>> BEGIN

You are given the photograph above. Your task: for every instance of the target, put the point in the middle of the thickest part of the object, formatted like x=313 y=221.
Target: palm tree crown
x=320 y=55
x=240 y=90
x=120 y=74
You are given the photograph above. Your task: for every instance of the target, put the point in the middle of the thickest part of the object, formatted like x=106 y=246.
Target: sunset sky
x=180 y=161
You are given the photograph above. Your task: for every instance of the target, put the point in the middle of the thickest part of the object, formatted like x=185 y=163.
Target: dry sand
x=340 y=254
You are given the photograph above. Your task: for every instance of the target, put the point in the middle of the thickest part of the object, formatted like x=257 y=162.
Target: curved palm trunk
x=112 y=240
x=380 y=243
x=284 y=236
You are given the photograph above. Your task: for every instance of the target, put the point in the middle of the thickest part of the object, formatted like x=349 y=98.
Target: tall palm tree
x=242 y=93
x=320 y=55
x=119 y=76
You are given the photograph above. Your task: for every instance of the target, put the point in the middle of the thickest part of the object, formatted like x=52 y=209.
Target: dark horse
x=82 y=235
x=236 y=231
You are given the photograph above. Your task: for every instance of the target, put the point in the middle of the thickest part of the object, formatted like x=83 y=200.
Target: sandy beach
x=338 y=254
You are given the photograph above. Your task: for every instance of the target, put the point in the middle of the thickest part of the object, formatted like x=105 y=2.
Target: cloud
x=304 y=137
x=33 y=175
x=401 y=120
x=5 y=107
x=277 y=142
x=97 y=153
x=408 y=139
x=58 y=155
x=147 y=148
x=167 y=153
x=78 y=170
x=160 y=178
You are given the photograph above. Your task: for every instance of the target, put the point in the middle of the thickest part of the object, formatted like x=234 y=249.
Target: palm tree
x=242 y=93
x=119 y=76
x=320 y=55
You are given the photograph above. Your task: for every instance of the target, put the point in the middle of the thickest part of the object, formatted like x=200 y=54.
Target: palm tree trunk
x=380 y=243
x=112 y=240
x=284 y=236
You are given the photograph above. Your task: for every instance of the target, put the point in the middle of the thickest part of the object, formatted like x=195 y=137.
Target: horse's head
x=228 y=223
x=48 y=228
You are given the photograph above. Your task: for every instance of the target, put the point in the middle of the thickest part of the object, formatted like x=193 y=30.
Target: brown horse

>> END

§ Objective:
Copy out every line above without changing a single character.

§ Result:
You are given the photograph above. Your task: for every instance of the target, put the point in the middle of the thickest part of the object, formatted like x=313 y=221.
Target: palm tree crown
x=320 y=55
x=240 y=90
x=120 y=74
You are given the photograph above. Your task: for every instance of the target, put the point in the middle of the thickest part of the object, formatted like x=106 y=246.
Target: sunset sky
x=180 y=161
You are given the photograph above. Your task: for every instance of the target, put the point in the middle of the thickest part of the object, formatted like x=185 y=163.
Target: dry sand
x=340 y=254
You are given the photograph above. Your task: for every instance of the target, put the point in the middle of the thickest part of the object, formatted like x=257 y=162.
Target: curved palm trunk
x=112 y=240
x=380 y=243
x=284 y=236
You are given the photograph above. Your task: for every instance of the target, put the point in the middle of the thickest part of the object, formatted like x=349 y=98.
Target: tall palm tree
x=242 y=93
x=320 y=55
x=119 y=76
You are given the photograph above. Your task: for every instance of the target, put the point in the middle of the thickest part of the object, formatted like x=52 y=209.
Target: dark horse
x=82 y=235
x=236 y=231
You are given the photograph above. Your task: for every instance of the target, put the point in the middle of the thickest part of the object, formatted like x=83 y=200.
Target: sandy beach
x=338 y=254
You are given the photograph above. Your task: for every instance of the target, put the point in the middle of the thickest part of the object, formatted like x=105 y=2.
Target: cloud
x=304 y=137
x=33 y=175
x=401 y=120
x=5 y=107
x=277 y=142
x=97 y=153
x=408 y=139
x=58 y=155
x=147 y=148
x=167 y=153
x=78 y=170
x=160 y=178
You are given the photograph above. Your task: for every instance of the target, put the point in the middle of the thickest part of the object, formatted like x=234 y=249.
Target: palm tree
x=242 y=93
x=119 y=76
x=320 y=55
You are given the photograph above. Your task: for every instance of the target, put the point in the middle of the thickest part of the object, formatted like x=200 y=54.
Target: palm tree trunk
x=380 y=243
x=112 y=240
x=284 y=236
You are given the photograph above. Your task: for every instance of the target, put the point in the middle of the thickest part of the object, formatted like x=195 y=137.
Target: horse's head
x=228 y=223
x=48 y=228
You are given the photograph above. Your task: for every instance of the target, put the point in the middle of the thickest part of the object, formatted like x=193 y=30.
Target: brown horse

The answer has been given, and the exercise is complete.